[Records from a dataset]
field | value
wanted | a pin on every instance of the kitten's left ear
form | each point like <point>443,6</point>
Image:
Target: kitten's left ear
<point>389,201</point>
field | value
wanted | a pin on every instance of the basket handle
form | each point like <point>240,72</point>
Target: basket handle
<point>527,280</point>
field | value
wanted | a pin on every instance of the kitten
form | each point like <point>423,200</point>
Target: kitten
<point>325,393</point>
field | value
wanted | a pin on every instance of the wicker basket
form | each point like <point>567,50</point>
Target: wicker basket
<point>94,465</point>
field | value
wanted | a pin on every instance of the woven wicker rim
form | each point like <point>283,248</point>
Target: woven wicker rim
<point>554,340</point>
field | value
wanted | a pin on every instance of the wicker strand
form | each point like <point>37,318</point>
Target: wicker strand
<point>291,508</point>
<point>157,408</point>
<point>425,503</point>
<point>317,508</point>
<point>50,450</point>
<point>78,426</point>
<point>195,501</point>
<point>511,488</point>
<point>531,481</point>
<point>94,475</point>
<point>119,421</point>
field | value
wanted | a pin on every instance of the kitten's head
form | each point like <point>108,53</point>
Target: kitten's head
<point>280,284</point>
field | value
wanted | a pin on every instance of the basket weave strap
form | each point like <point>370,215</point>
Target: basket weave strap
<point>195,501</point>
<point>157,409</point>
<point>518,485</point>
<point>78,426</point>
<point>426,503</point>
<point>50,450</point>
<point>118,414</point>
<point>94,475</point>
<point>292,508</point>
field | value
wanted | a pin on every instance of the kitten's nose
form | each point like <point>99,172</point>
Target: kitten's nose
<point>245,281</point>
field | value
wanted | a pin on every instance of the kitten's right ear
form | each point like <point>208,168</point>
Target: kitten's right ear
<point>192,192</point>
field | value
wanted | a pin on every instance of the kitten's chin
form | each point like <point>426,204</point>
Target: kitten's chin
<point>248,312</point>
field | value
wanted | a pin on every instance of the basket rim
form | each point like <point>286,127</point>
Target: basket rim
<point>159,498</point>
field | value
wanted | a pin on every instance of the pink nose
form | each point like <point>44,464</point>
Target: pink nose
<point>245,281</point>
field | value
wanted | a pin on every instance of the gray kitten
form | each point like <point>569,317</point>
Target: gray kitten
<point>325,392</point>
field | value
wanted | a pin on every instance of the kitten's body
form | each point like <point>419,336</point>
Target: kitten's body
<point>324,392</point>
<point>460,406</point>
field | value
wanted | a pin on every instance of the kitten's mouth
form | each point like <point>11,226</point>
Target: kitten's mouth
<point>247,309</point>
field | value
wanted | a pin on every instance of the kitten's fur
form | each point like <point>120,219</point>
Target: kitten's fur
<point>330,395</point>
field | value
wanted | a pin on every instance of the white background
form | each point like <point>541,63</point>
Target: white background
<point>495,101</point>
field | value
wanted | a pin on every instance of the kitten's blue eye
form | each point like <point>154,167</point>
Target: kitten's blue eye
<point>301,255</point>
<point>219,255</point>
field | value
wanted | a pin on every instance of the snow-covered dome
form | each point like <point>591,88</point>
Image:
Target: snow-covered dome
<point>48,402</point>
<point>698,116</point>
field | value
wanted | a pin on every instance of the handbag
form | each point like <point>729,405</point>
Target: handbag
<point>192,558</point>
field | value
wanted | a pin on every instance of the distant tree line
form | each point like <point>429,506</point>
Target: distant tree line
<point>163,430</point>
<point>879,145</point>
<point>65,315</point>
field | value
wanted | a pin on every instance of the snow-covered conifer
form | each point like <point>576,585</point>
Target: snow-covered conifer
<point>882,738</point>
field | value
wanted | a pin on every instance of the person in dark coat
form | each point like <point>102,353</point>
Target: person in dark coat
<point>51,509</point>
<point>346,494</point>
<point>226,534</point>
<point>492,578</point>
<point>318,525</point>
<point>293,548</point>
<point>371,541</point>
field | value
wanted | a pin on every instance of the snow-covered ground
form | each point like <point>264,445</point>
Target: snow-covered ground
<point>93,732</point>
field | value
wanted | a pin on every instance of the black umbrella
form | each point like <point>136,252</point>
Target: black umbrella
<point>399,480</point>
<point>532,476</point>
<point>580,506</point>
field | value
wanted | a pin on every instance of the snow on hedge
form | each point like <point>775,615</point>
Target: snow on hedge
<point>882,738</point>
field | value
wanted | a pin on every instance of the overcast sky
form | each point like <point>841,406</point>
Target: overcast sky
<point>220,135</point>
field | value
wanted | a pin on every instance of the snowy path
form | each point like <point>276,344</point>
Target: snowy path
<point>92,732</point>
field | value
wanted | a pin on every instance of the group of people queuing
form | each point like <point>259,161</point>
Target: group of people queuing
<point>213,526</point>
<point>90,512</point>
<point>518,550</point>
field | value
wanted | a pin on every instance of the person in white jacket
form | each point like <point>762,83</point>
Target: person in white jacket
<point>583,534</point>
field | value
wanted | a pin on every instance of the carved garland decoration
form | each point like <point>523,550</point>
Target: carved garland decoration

→ EXERCISE DIRECTIONS
All that is wanted is an exact copy of the lines above from the one with "wanted | a pin on every instance of the wicker basket" through the one with "wanted | a pin on every instance of the pink", with both ends included.

→ OUTPUT BELOW
wanted | a pin on every instance of the wicker basket
form | each point like <point>567,50</point>
Target: wicker basket
<point>94,465</point>
field | value
wanted | a pin on every instance of the woven wicker rim
form | each point like <point>283,248</point>
Target: woven wicker rim
<point>554,340</point>
field | value
wanted | a pin on every instance of the wicker strand
form | each point like <point>37,318</point>
Target: wicker strand
<point>291,508</point>
<point>157,408</point>
<point>425,503</point>
<point>317,508</point>
<point>50,450</point>
<point>78,426</point>
<point>195,501</point>
<point>511,488</point>
<point>531,481</point>
<point>94,475</point>
<point>119,421</point>
field | value
wanted | a pin on every instance of the kitten's head
form | each point like <point>108,53</point>
Target: kitten's head
<point>280,284</point>
field | value
wanted | a pin on every instance of the basket weave strap
form | each point like <point>370,215</point>
Target: basket weave strap
<point>195,501</point>
<point>157,409</point>
<point>518,485</point>
<point>78,426</point>
<point>426,503</point>
<point>50,450</point>
<point>118,414</point>
<point>94,475</point>
<point>292,508</point>
field | value
wanted | a pin on every instance of the kitten's nose
form | each point like <point>99,172</point>
Target: kitten's nose
<point>245,281</point>
field | value
wanted | a pin on every instance of the kitten's right ear
form | each point like <point>208,168</point>
Target: kitten's right ear
<point>192,192</point>
field | value
wanted | a pin on every instance of the kitten's chin
form | each point like <point>426,204</point>
Target: kitten's chin
<point>248,312</point>
field | value
wanted | a pin on every instance of the basket rim
form | each point like <point>286,127</point>
Target: basket rim
<point>159,498</point>
field | value
wanted | a pin on every instance of the pink nose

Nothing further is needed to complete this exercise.